YOUR INSTRUCTIONS: Which lines below contain the word "paneled"? Show each of them, and treat uppercase and lowercase as different.

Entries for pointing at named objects
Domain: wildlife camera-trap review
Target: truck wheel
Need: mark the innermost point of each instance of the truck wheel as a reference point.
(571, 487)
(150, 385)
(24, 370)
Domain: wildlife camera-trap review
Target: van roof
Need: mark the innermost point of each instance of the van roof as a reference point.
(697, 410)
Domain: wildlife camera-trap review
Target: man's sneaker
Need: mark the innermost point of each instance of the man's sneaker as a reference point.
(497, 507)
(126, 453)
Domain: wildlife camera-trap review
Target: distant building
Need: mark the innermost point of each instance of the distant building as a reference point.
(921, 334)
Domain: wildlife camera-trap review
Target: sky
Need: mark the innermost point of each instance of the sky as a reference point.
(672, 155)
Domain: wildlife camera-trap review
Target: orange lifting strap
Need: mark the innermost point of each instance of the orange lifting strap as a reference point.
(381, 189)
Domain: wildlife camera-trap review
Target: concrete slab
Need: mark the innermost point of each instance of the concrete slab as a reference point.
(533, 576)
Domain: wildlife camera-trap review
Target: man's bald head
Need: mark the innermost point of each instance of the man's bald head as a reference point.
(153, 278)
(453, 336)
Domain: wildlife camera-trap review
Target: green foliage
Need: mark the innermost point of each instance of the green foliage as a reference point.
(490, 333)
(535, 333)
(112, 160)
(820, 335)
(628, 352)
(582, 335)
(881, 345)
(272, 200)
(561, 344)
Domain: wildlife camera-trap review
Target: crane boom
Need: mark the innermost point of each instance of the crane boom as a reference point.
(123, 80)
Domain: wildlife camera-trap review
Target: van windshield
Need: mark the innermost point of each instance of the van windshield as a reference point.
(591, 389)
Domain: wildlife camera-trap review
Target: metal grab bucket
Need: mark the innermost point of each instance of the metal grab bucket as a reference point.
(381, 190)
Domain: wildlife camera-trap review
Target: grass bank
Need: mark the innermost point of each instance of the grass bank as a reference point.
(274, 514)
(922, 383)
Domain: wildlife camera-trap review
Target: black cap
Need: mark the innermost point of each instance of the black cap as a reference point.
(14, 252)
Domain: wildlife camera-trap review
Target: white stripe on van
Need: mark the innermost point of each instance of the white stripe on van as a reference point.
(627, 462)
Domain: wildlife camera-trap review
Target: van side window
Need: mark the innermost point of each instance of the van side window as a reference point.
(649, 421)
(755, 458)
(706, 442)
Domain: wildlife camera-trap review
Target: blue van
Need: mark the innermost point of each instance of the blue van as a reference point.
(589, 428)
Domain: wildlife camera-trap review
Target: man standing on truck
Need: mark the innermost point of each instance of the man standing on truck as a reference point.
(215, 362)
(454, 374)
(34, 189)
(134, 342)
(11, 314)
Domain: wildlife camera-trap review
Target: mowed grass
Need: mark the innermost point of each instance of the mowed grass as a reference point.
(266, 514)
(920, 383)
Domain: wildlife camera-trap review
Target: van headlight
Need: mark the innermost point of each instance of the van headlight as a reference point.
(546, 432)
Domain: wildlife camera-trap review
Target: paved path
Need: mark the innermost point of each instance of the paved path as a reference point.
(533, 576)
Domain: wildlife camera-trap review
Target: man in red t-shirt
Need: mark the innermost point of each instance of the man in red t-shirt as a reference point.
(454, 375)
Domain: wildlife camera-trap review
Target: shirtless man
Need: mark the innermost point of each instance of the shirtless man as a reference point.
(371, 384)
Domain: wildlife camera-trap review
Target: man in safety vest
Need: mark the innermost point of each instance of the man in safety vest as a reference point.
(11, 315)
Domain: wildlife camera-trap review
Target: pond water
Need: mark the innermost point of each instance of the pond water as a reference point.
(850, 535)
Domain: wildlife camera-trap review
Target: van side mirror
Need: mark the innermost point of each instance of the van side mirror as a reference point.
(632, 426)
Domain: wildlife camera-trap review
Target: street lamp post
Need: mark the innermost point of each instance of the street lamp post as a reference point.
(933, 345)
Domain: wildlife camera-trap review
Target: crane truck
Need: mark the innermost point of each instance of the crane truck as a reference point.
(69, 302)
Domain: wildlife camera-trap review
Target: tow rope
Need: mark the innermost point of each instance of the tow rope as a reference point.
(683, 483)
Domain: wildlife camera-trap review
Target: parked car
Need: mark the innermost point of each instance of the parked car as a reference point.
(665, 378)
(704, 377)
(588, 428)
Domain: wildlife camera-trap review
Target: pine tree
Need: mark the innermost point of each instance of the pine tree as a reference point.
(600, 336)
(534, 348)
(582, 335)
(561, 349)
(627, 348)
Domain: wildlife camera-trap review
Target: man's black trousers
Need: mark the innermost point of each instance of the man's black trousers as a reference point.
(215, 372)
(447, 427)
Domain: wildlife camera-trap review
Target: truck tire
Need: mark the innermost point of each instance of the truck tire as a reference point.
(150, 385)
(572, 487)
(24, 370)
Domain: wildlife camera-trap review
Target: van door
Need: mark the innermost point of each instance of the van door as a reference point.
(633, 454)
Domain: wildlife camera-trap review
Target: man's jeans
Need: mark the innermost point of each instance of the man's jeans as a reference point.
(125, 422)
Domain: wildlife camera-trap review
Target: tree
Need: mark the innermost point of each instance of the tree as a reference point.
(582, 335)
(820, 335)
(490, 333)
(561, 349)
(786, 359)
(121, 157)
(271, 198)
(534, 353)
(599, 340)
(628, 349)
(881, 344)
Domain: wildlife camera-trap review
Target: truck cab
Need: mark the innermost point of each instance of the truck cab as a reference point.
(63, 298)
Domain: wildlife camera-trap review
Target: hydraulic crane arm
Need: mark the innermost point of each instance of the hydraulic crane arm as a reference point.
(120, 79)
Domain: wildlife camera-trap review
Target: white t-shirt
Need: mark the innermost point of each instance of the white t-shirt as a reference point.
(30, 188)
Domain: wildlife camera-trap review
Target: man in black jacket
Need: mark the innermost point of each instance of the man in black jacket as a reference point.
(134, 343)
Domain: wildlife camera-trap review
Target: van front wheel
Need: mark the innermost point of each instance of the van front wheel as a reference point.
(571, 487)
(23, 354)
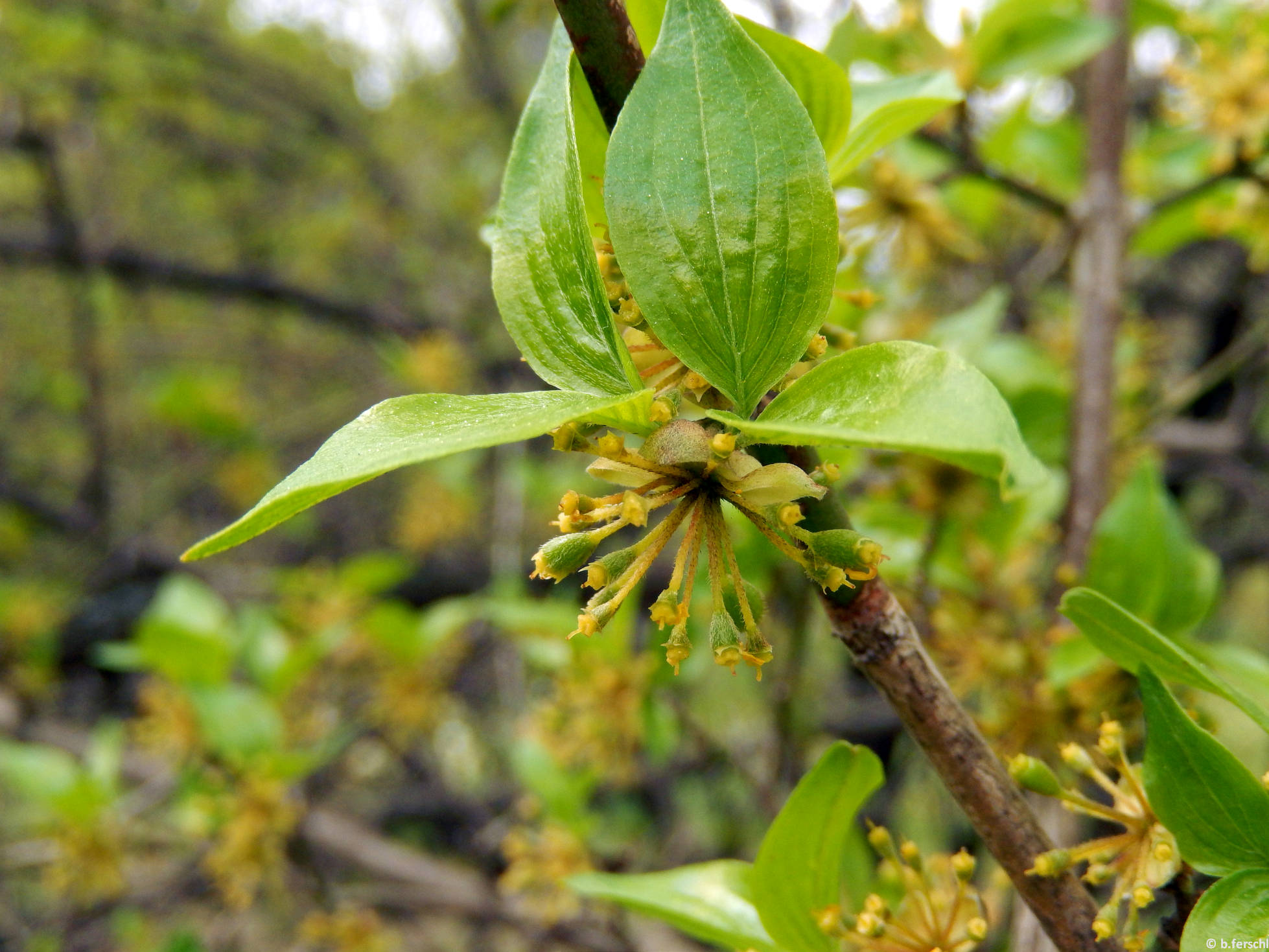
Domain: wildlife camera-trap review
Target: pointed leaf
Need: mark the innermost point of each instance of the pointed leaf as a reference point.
(891, 110)
(1212, 804)
(1235, 908)
(798, 866)
(905, 397)
(1144, 556)
(710, 901)
(546, 278)
(1028, 37)
(1130, 643)
(401, 432)
(720, 206)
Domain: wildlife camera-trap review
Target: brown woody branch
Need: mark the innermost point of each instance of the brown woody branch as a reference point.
(883, 639)
(607, 49)
(1098, 284)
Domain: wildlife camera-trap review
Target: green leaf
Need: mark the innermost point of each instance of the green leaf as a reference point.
(798, 866)
(822, 87)
(891, 110)
(237, 721)
(406, 430)
(1235, 908)
(1130, 643)
(725, 225)
(710, 901)
(187, 634)
(1215, 806)
(546, 278)
(1047, 38)
(1144, 556)
(905, 397)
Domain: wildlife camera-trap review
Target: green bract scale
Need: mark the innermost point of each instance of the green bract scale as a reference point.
(671, 279)
(688, 470)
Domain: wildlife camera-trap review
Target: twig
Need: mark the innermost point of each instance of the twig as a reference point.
(1098, 284)
(607, 49)
(887, 649)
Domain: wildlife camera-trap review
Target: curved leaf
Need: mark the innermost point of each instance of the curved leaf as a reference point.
(1144, 556)
(1130, 643)
(1235, 908)
(406, 430)
(710, 901)
(891, 110)
(720, 206)
(1212, 804)
(900, 395)
(546, 278)
(798, 866)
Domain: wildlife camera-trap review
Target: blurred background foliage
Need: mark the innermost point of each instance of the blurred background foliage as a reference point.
(221, 240)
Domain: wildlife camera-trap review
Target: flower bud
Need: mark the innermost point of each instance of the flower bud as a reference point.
(846, 549)
(976, 929)
(665, 408)
(964, 865)
(678, 647)
(1104, 925)
(1111, 739)
(609, 568)
(611, 445)
(725, 640)
(1055, 862)
(563, 555)
(789, 515)
(665, 610)
(634, 508)
(1034, 774)
(678, 443)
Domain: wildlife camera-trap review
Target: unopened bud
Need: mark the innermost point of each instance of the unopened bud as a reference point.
(678, 647)
(611, 445)
(1034, 774)
(563, 555)
(665, 610)
(976, 929)
(725, 640)
(1111, 739)
(634, 508)
(791, 515)
(723, 445)
(1055, 862)
(846, 549)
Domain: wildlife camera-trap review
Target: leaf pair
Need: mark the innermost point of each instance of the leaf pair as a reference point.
(768, 905)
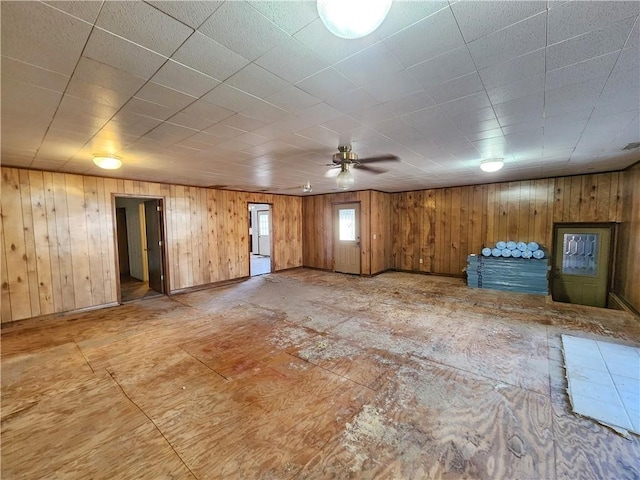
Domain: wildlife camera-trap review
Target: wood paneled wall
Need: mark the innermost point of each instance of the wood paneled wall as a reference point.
(318, 234)
(58, 249)
(443, 226)
(627, 277)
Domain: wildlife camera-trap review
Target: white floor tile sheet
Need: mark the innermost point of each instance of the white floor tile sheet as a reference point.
(604, 381)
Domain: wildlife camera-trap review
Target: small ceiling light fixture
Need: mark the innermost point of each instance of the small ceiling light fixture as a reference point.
(353, 18)
(491, 164)
(108, 162)
(345, 179)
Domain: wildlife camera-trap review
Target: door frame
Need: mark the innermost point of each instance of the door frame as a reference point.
(272, 250)
(334, 232)
(163, 228)
(613, 240)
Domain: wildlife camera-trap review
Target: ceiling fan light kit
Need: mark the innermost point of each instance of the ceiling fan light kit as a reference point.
(491, 165)
(108, 162)
(345, 179)
(352, 19)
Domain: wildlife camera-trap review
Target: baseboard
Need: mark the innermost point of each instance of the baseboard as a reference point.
(27, 322)
(618, 302)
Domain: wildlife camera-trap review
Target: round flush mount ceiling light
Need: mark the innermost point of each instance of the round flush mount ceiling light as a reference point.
(491, 164)
(345, 179)
(353, 18)
(107, 162)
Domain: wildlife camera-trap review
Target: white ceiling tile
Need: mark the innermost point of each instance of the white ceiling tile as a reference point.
(208, 111)
(365, 67)
(357, 99)
(224, 131)
(97, 73)
(230, 24)
(290, 16)
(33, 75)
(184, 79)
(149, 109)
(622, 85)
(209, 57)
(292, 99)
(143, 25)
(90, 91)
(426, 39)
(404, 14)
(392, 86)
(513, 41)
(477, 19)
(471, 103)
(521, 88)
(172, 99)
(242, 122)
(579, 72)
(573, 97)
(40, 35)
(456, 88)
(190, 121)
(230, 97)
(373, 115)
(292, 61)
(87, 11)
(593, 44)
(117, 52)
(189, 13)
(410, 103)
(264, 112)
(576, 18)
(257, 81)
(443, 68)
(514, 70)
(326, 84)
(328, 46)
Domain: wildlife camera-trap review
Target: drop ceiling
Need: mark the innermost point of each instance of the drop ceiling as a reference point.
(258, 95)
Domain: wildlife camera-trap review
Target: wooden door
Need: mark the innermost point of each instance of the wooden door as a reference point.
(264, 235)
(346, 251)
(153, 214)
(581, 265)
(123, 243)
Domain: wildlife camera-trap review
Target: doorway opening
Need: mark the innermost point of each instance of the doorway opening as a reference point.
(140, 243)
(582, 263)
(346, 250)
(260, 245)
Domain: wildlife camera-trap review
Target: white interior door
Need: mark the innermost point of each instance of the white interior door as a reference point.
(264, 233)
(346, 251)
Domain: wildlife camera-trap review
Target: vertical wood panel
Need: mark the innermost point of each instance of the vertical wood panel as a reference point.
(14, 246)
(42, 246)
(30, 242)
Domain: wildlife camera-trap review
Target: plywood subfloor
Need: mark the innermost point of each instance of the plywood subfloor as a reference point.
(309, 375)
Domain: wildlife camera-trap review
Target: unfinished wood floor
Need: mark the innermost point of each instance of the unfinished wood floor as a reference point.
(308, 375)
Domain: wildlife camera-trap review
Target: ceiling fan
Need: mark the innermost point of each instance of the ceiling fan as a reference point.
(346, 158)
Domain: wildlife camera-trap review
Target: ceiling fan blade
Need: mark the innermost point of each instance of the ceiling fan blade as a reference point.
(369, 169)
(379, 158)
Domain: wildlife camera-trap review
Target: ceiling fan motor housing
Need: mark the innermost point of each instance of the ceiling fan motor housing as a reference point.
(344, 155)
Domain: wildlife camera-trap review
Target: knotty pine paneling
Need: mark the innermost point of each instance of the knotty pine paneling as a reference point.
(317, 236)
(441, 227)
(58, 248)
(627, 273)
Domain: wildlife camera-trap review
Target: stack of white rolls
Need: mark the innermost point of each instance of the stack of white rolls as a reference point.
(515, 250)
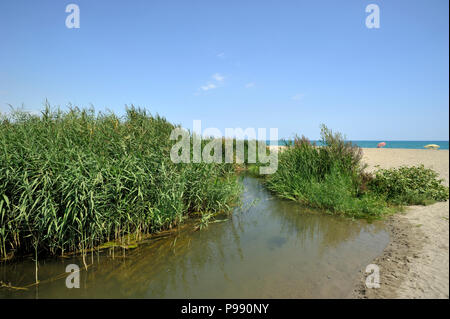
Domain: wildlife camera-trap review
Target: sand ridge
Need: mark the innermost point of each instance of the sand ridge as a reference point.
(415, 264)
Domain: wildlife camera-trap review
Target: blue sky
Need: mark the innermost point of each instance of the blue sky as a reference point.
(285, 64)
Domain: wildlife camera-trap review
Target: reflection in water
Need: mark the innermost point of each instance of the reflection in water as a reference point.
(271, 249)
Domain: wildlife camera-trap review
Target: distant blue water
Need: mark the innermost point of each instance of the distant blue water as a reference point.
(394, 144)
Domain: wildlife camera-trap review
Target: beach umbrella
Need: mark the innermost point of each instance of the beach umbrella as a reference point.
(432, 146)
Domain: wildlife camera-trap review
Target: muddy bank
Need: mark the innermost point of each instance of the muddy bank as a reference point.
(415, 264)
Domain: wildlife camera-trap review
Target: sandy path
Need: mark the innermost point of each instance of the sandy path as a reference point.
(416, 262)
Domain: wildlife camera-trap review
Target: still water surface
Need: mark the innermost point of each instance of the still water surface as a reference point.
(270, 248)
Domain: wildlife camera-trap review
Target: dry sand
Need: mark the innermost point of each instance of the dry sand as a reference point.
(415, 264)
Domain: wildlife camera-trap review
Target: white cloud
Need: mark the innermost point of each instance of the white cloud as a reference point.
(218, 77)
(297, 97)
(208, 86)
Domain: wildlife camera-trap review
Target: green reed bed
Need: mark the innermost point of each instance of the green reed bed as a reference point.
(73, 180)
(332, 177)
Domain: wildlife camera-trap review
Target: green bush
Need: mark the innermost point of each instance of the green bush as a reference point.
(414, 185)
(73, 180)
(328, 177)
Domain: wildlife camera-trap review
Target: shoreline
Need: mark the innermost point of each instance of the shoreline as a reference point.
(415, 263)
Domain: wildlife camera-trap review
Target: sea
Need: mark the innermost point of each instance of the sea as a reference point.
(391, 144)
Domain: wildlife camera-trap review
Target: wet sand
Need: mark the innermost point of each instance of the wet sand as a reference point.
(415, 264)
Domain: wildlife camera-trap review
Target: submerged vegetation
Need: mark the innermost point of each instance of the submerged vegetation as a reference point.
(74, 180)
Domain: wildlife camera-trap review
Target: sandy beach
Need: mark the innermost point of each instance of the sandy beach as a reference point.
(415, 264)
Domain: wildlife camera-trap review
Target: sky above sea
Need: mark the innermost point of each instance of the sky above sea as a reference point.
(292, 64)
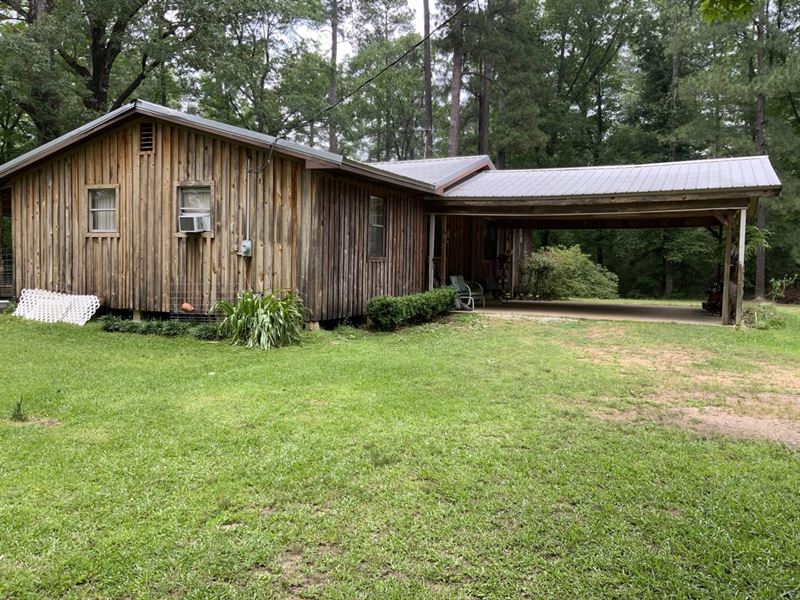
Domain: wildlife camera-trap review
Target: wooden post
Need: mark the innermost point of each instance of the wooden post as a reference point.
(513, 261)
(431, 249)
(740, 266)
(445, 249)
(726, 278)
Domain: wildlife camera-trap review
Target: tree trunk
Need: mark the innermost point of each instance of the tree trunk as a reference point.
(428, 86)
(333, 144)
(600, 127)
(761, 144)
(45, 105)
(483, 109)
(454, 132)
(673, 104)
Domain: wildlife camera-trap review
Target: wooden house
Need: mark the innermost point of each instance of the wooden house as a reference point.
(153, 209)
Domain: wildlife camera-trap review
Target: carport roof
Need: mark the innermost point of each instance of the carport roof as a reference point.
(438, 172)
(740, 176)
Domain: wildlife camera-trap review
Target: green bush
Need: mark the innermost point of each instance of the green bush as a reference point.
(763, 315)
(559, 273)
(388, 313)
(170, 328)
(207, 332)
(263, 320)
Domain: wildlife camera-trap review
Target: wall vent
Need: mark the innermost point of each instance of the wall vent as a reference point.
(145, 137)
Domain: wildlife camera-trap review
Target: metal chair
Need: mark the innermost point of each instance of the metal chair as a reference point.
(467, 291)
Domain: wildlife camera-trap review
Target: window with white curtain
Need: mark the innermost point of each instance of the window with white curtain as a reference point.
(103, 210)
(194, 201)
(377, 228)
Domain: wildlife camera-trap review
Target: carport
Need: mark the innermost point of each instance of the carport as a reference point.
(501, 208)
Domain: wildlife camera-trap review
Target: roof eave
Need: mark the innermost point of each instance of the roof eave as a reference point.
(358, 168)
(483, 164)
(749, 192)
(65, 141)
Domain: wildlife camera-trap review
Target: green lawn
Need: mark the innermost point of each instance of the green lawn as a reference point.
(474, 458)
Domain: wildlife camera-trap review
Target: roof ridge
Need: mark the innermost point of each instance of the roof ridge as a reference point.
(638, 165)
(415, 160)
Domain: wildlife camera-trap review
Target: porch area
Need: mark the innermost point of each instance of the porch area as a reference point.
(482, 228)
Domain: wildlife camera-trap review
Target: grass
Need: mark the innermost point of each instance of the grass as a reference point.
(472, 458)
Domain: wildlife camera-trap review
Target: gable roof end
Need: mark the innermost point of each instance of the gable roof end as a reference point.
(441, 173)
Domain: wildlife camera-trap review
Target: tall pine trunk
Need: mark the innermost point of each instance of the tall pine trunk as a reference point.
(454, 131)
(673, 104)
(760, 140)
(333, 144)
(483, 108)
(428, 86)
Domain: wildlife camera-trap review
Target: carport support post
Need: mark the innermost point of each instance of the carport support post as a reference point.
(740, 266)
(726, 276)
(431, 242)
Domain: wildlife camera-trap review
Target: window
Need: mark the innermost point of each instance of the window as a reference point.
(377, 228)
(194, 201)
(489, 242)
(145, 137)
(103, 210)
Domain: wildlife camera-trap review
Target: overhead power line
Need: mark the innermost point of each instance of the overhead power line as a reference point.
(365, 83)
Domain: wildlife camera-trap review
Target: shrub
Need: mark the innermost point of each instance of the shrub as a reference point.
(263, 320)
(170, 328)
(390, 312)
(17, 413)
(207, 332)
(110, 323)
(763, 315)
(784, 289)
(559, 273)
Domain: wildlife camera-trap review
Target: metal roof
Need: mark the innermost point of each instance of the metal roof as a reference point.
(719, 174)
(438, 172)
(467, 177)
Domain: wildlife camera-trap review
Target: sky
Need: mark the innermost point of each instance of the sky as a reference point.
(323, 36)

EXERCISE ANSWER:
Target: wood paneled wall
Need: mark the innermost point of each instance of the wood paneled wall as a reference point.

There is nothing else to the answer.